AIM
Quote every one of the records below verbatim, character for character.

MATERIAL FOR THIS TASK
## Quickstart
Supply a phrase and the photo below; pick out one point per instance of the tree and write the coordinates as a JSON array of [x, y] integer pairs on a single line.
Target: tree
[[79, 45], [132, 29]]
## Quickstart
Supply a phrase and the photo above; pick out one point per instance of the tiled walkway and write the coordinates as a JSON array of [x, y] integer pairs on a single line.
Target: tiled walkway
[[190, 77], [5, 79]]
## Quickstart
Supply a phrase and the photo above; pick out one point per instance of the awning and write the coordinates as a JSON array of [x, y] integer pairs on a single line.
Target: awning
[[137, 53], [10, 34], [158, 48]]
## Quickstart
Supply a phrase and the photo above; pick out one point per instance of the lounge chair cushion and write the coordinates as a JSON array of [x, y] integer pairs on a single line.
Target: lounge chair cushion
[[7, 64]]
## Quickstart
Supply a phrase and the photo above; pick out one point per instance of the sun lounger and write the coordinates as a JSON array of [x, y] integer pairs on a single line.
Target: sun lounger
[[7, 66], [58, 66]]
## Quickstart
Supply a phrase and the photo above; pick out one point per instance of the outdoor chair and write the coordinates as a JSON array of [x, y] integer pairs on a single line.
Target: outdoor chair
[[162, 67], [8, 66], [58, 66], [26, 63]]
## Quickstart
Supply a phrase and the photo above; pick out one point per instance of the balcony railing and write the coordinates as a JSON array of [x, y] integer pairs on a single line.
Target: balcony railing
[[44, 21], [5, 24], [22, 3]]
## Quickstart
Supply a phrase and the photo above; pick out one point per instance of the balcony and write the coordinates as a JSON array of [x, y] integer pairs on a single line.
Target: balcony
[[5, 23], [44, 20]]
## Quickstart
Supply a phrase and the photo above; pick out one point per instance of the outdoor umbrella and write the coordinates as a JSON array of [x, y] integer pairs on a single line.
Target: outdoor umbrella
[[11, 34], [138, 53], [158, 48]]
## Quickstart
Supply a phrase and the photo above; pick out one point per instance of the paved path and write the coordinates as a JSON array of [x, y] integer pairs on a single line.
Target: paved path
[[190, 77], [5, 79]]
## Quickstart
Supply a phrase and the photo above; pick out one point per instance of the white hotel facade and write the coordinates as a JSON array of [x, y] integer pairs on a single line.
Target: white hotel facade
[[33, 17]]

COMPLETED EXERCISE
## Quickstart
Supply a phrase and the photo below; pick out one point per instance of the tree and write the coordinates as a JSON array of [x, y] integer pairs on a single line.
Target: tree
[[79, 45], [132, 29]]
## Quickstart
Supply a phrase and the photo above; pick out one point per instance of the tiled walkway and write the coordinates as a JSON array of [x, y] integer pairs on a single line.
Target: tiled walkway
[[190, 77], [5, 79]]
## Quickstart
Supply a phrase and the photo above; pick out one point per instance of the awning and write the coordinates as a JSON array of [x, y] integer pairs on a single line.
Target: awning
[[137, 53], [10, 34], [158, 48]]
## Quickstart
Supply a phrase and the photo above; pick out one point per instance of the lounge chair cushion and write the coordinates as a JSON array of [x, y] integer pairs on a single line.
Target: lounge chair cushion
[[7, 64]]
## Quickstart
Supply a phrase and the photo above; pick out one point per instance of the sun lounger and write the coordinates as a JSON array of [x, y] integer pairs on a single line.
Target: sun lounger
[[7, 66], [58, 66]]
## Quickstart
Supply a phrase and the photo above; pick out one point per instance of the outdoor chair and write the coordinates as a JSON array of [x, y] integer pairs on a single line.
Target: outdoor chair
[[162, 67], [8, 66], [58, 66], [26, 63]]
## Quickstart
Supply a phrase and the photo above; pick out one point per instance of the balcony railing and write the coordinates as a JSON array of [x, y] integer pairs on a single line.
Target: balcony railing
[[44, 21], [5, 24], [22, 3]]
## Quickstart
Supply a phrase and the photo above; pick out one point per instance of the balcony and write the coordinates as a JSON array of [x, y] integer pairs on a single line.
Target: balcony
[[5, 23], [44, 20]]
## Quickstart
Supply a phrase and the photo above; pick out one point per instance of the outdoor umbrella and write the coordinates as a JSON array of [x, y] integer pairs on a single line.
Target: outdoor umbrella
[[11, 34], [138, 53], [158, 48]]
## Quickstart
Supply a phrase and the photo above; pick out one point per instance of the paved path and write the coordinates as a JSON array of [x, y] integer pairs on a single line.
Target: paved path
[[190, 77], [5, 79]]
## Quickstart
Supply a phrase and the photo above; pick out one point per instance of the white hotel facade and write the coordinates as a JSON array of [x, y] integer pairs on a single line.
Target: white hotel facade
[[33, 17]]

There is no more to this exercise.